» **Excerto**:
"Não é preciso ser-se poeta para escrever sobre amor: é só preciso amar"

É difícil pensar em perguntas que Alice ainda não tenha ouvido e respondido. Nas últimas semanas, entrevistas atrás de entrevistas, podcasts e órgãos de comunicação correram para tentar falar com Alice Neto de Sousa, a poeta (não poetisa) cujas palavras sentidas, escritas e ditas, gritaram entre o barulho dos dias e das redes sociais.

No final de janeiro, depois de um ano a ir ao ‘Bem-Vindos’, um programa da RTP África onde participa regularmente para declamar poesia, Alice foi mais uma vez à televisão pública e disse um poema, ‘Poeta’  – os mesmos versos que escrevera para a gala da BANTUMEN, uma revista digital que aborda a “atualidade da cultura negra da lusofonia”.

Para o mundo finalmente a ouvir, Alice ‘apenas’ perguntou “o que raio era um lápis cor de pele” e o momento ganhou bastante repercussão nas redes sociais.

Alice não se quer fixar no poema que a fez saltar para os holofotes das redes sociais. A sua poesia não é só isso. “Como poeta, falarei de várias inquietações”, diz. Mas não esconde que viu com “muito orgulho” os seus versos terem tido a popularidade que tiveram e terem “suscitado reflexão e trazido uma das minhas inquietações ao de cima”.

» **Dados fornecidos**:
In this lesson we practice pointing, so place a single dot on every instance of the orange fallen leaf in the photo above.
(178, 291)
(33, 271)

» **Trabalho pedido**: Diga se cada afirmação está de acordo com o excerto sobre a poeta Alice Neto de Sousa, respondendo sim ou não e citando com exatidão as palavras do excerto que o decidem: (a) Alice participa regularmente num programa da RTP África para declamar poesia; (b) os versos de ‘Poeta’ foram escritos de origem para um programa de televisão; (c) Alice diz que, como poeta, falará de uma só inquietação.

» **Resposta ao exercício**:
(a) Sim: “um programa da RTP África onde participa regularmente para declamar poesia”.
(b) Não: “os mesmos versos que escrevera para a gala da BANTUMEN”.
(c) Não: “Como poeta, falarei de várias inquietações”.